ENTRIES PROVIDED:
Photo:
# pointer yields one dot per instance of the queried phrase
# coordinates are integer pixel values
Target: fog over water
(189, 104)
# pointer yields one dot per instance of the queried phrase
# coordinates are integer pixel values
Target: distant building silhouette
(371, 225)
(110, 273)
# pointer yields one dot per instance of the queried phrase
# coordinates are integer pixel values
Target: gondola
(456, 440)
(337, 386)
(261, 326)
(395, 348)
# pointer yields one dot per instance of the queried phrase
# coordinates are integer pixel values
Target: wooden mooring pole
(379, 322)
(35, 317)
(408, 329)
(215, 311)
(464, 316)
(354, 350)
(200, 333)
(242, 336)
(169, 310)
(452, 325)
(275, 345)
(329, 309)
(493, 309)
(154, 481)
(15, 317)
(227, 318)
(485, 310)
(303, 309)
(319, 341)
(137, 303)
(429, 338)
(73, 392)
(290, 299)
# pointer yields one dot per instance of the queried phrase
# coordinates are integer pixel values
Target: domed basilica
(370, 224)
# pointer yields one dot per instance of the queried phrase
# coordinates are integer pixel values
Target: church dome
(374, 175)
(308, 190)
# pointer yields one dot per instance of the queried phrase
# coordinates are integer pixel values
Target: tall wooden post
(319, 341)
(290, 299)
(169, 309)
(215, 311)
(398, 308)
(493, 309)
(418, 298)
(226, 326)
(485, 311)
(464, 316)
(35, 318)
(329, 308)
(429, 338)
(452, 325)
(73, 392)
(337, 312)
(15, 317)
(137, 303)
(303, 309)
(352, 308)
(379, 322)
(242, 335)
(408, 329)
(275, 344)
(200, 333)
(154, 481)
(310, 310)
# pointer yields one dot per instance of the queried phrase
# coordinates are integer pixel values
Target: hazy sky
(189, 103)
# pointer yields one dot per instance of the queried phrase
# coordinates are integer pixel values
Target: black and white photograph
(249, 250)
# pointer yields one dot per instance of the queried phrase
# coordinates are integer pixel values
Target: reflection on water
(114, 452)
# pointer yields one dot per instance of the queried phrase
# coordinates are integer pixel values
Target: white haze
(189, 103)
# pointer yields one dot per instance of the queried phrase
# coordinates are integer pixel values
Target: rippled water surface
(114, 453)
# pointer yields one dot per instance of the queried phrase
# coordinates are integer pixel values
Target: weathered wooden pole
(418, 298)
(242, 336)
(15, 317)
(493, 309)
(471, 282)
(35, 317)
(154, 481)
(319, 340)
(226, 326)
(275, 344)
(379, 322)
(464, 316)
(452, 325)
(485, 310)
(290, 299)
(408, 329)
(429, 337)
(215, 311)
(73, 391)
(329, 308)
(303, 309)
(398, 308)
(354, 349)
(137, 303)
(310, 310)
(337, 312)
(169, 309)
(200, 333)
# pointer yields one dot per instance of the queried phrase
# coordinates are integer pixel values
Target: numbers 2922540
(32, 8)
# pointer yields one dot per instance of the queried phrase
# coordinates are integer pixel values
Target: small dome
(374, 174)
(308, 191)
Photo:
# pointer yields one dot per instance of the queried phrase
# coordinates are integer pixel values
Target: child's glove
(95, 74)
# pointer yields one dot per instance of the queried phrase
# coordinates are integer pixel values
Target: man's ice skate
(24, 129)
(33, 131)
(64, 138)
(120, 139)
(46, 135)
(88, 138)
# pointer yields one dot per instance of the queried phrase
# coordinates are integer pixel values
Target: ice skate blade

DIRECTIONS:
Write out each line of the data above again, exactly as given.

EXPECTED ANSWER:
Photo:
# pointer yields one dot per instance of the queried phrase
# coordinates are integer pixel values
Target: fog over water
(189, 104)
# pointer yields one dot per instance of the queried phrase
# coordinates are integer pixel values
Target: distant building silhouette
(371, 225)
(110, 273)
# pointer yields one dot per instance of the queried phrase
# coordinates are integer pixel values
Target: gondola
(456, 440)
(337, 386)
(261, 326)
(395, 348)
# pointer yields one dot per instance of the queried phrase
# coordinates are integer pixel values
Target: wooden mooring pole
(379, 322)
(35, 317)
(408, 329)
(215, 311)
(464, 316)
(354, 350)
(200, 333)
(242, 336)
(169, 310)
(452, 325)
(275, 345)
(329, 309)
(493, 309)
(154, 481)
(15, 317)
(227, 318)
(485, 310)
(303, 309)
(319, 341)
(137, 303)
(429, 338)
(73, 392)
(290, 299)
# pointer yields one dot per instance of the queried phrase
# coordinates are integer pixel values
Target: domed basilica
(370, 224)
# pointer yields one dot per instance of the queried phrase
# coordinates are integer pixel values
Target: church dome
(374, 175)
(308, 190)
# pointer yields one dot per instance of the queried phrase
# coordinates are integer pixel values
Target: tall wooden post
(319, 341)
(290, 299)
(169, 309)
(215, 311)
(398, 308)
(493, 309)
(418, 298)
(226, 326)
(485, 311)
(464, 316)
(35, 318)
(329, 308)
(429, 338)
(452, 325)
(73, 392)
(337, 312)
(15, 317)
(137, 303)
(303, 309)
(352, 308)
(379, 322)
(242, 335)
(408, 329)
(275, 344)
(200, 333)
(154, 481)
(310, 310)
# pointer yields one dot per instance of the queried phrase
# coordinates are integer pixel values
Target: hazy sky
(189, 103)
# pointer yields one dot per instance of the queried phrase
# coordinates are integer pixel values
Target: black and white photograph
(249, 250)
# pointer yields one dot per instance of the queried phrase
# coordinates are integer pixel values
Target: reflection on water
(114, 452)
# pointer yields one dot per instance of the queried phrase
# coordinates are integer pixel values
Target: white haze
(189, 103)
# pointer yields one dot per instance of the queried phrase
# coordinates are integer pixel values
Target: rippled water surface
(114, 453)
# pointer yields one dot per instance of the queried phrase
# coordinates are integer pixel values
Target: weathered wooden pole
(418, 298)
(242, 336)
(15, 317)
(493, 309)
(471, 282)
(35, 317)
(154, 481)
(319, 340)
(226, 326)
(275, 344)
(379, 322)
(464, 316)
(452, 325)
(485, 310)
(290, 299)
(408, 329)
(429, 337)
(215, 311)
(73, 391)
(329, 308)
(303, 309)
(398, 308)
(354, 349)
(137, 303)
(310, 310)
(337, 312)
(169, 309)
(200, 333)
# pointer yields one dot per instance of the queried phrase
# coordinates are integer pixel values
Target: numbers 2922540
(32, 8)
# pointer yields one dot per instance of the queried phrase
# coordinates are integer pixel values
Target: small dome
(374, 174)
(308, 191)
Photo:
# pointer yields one dot per instance of the queried phrase
# coordinates are integer pixel values
Target: child's glove
(95, 74)
# pointer yields one dot per instance of the queried phrase
# coordinates are integer pixel values
Target: man's ice skate
(24, 129)
(33, 131)
(64, 138)
(120, 139)
(46, 135)
(88, 138)
# pointer yields one dot per instance of the queried phrase
# coordinates are integer pixel values
Target: ice skate blade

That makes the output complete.